-- start Provided entries --

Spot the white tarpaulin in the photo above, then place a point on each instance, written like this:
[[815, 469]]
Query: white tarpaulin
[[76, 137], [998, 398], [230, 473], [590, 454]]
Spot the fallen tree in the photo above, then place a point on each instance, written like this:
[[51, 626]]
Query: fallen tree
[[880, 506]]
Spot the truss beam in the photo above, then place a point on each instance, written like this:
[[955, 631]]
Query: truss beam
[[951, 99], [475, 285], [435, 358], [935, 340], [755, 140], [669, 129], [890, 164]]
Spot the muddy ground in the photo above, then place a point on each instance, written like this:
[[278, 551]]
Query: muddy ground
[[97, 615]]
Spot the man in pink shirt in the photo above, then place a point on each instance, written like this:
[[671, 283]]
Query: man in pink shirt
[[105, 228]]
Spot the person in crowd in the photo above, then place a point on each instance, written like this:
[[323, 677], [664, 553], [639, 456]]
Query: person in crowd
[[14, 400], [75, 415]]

-- end Provided entries --

Stated goal: Could you render the listing above as a Markdown table with the columns Row and Line, beginning at the line that contains "Spot the person" and ending with the last line of the listing? Number each row and leave out blank lines.

Result:
| Row | Line |
|---|---|
| 1 | Spot the person in crowd in the photo above, then place a point on each instance, written like this: |
| 2 | [[323, 677], [664, 553], [639, 456]] |
| 3 | Query: person in crowd |
| 4 | [[14, 400], [75, 415]] |